- RECORDS SHOWN -
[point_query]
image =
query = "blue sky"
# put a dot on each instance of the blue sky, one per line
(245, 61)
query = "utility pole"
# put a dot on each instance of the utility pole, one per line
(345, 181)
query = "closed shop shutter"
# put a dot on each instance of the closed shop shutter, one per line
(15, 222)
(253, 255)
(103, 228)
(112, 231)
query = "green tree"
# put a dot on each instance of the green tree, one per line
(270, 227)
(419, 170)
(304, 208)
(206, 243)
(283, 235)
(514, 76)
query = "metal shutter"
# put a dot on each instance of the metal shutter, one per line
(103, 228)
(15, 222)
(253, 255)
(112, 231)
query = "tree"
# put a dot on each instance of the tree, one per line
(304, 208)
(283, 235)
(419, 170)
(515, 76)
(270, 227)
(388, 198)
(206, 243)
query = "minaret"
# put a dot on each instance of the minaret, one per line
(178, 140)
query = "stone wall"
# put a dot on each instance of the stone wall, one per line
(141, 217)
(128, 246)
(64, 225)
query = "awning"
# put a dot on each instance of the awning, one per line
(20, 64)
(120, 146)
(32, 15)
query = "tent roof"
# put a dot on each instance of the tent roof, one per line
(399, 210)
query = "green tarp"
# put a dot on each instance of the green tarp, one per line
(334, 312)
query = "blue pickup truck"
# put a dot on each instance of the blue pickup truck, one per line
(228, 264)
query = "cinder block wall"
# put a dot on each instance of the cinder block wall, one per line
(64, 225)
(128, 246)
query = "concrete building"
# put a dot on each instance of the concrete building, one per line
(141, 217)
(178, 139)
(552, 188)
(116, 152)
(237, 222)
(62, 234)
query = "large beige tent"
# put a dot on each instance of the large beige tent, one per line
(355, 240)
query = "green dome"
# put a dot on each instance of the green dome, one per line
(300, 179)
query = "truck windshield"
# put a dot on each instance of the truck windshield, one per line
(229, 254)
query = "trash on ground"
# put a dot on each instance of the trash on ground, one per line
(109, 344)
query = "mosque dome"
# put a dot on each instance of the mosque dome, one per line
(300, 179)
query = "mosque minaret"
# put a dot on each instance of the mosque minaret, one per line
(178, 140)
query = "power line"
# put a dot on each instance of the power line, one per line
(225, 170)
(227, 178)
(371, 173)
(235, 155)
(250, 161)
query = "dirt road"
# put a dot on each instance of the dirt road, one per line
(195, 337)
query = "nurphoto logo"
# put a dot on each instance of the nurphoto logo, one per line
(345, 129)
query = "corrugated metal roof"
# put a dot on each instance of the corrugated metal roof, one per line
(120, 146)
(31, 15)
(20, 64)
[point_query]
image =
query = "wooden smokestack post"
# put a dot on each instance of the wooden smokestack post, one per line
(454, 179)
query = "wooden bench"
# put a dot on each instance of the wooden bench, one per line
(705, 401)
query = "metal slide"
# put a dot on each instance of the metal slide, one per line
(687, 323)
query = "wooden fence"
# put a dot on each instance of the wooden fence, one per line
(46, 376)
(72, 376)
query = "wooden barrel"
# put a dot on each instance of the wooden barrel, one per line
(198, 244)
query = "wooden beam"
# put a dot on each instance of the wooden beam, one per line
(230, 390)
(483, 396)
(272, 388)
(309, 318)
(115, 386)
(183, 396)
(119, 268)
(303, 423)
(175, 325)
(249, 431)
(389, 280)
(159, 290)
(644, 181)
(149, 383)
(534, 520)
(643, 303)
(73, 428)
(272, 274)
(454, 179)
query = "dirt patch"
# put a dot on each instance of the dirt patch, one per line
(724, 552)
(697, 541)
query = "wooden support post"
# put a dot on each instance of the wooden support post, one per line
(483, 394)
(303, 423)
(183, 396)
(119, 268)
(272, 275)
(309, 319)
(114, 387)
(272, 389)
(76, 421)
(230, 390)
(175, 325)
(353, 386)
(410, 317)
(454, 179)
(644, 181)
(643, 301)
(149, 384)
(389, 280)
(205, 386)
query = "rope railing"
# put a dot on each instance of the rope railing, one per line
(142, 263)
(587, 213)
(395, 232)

- WHAT YOU HAVE TO DO -
Write out the data exactly as it stands.

- SOLUTION FOR THIS PROBLEM -
[point_query]
image =
query = "blue sky"
# put a dot on each instance of the blue sky, one per line
(245, 61)
query = "utility pole"
# put a dot on each instance of the utility pole, one per line
(345, 181)
query = "closed shop shutter"
# put a dot on each instance of the closed shop shutter, one per line
(15, 222)
(253, 255)
(103, 228)
(112, 231)
query = "green tree"
# put a dot on each instance of the green tree, one per line
(270, 227)
(419, 170)
(304, 208)
(206, 243)
(283, 235)
(514, 76)
query = "metal shutter"
# put a dot on each instance of the metal shutter, one per line
(103, 228)
(15, 222)
(253, 255)
(112, 231)
query = "tree"
# put a dot on each instance of the tree, one per line
(304, 208)
(283, 235)
(419, 170)
(515, 76)
(270, 227)
(388, 198)
(206, 243)
query = "minaret"
# put a dot on each instance of the minaret, one per line
(178, 140)
query = "stone wall"
# put a dot on each instance of the stone wall, one per line
(141, 217)
(128, 246)
(64, 225)
query = "awning"
# put a dot on each instance of the awning, one per line
(20, 64)
(120, 146)
(32, 15)
query = "tent roof"
# put a dot on each instance of the tent roof, one per line
(399, 210)
query = "green tarp"
# put a dot on each instance of the green tarp, one per line
(334, 312)
query = "blue pickup truck"
# put a dot on each instance of the blue pickup truck, one per line
(228, 264)
query = "cinder block wall"
# put a dot on each instance of the cinder block wall, one per line
(64, 225)
(128, 246)
query = "concrete building"
# put a dot on each instance of the concrete building, one per line
(141, 217)
(178, 139)
(552, 188)
(116, 152)
(237, 222)
(62, 234)
query = "large beige tent"
# put a dot on each instance of the large beige tent, one per line
(355, 240)
query = "green dome"
# put a dot on each instance of the green dome, one per line
(300, 179)
query = "truck windshield"
# put a dot on each instance of the truck windshield, one per line
(229, 254)
query = "trash on ground"
# put a dot on each instance of the trash on ground, one per line
(109, 344)
query = "mosque dome"
# put a dot on each instance of the mosque dome, one per line
(300, 179)
query = "mosque minaret"
# put a dot on each instance of the mosque minaret, one per line
(178, 140)
query = "power line"
# put a dot on each instance of the power line, one per line
(225, 170)
(227, 178)
(371, 173)
(235, 155)
(250, 161)
query = "dirt road"
# put a dot on each instance of the dirt road, one per line
(195, 337)
query = "nurphoto logo"
# put a dot on each instance of the nurphoto logo, one per line
(345, 129)
query = "corrugated metal roof"
# put a dot on each instance of the corrugated metal roof, one per line
(120, 146)
(31, 15)
(20, 64)
[point_query]
image =
query = "wooden smokestack post"
# put a dot on each instance of the wooden smokestack post, one per line
(454, 179)
query = "wooden bench"
# put a dot on each instance of the wooden bench, one per line
(705, 401)
query = "metal slide"
# put a dot on each instance of the metal slide, one per line
(687, 323)
query = "wooden fence"
# put a dot on each instance of the wooden fence, one per line
(46, 376)
(72, 376)
query = "wooden barrel"
# put a dot on each instance of the wooden barrel, one per line
(198, 244)
query = "wooden beam"
# put a dot on each instance of the wooden beam, one per line
(230, 390)
(483, 396)
(272, 388)
(309, 318)
(115, 386)
(183, 396)
(119, 268)
(303, 423)
(175, 325)
(249, 431)
(389, 280)
(159, 290)
(644, 181)
(149, 383)
(534, 520)
(643, 303)
(73, 428)
(272, 274)
(454, 179)
query = "dirt patch"
# put a dot on each instance of the dirt patch, one per line
(724, 552)
(697, 541)
query = "wooden support post"
# put a dot on each instance of the wooden support post, one per line
(483, 394)
(303, 423)
(183, 396)
(119, 268)
(272, 275)
(309, 319)
(114, 387)
(272, 389)
(76, 421)
(230, 390)
(175, 325)
(353, 386)
(410, 317)
(454, 179)
(644, 181)
(643, 301)
(149, 384)
(389, 280)
(205, 386)
query = "rope railing"
# put a dot on each instance of the rope railing, one per line
(142, 263)
(587, 213)
(395, 232)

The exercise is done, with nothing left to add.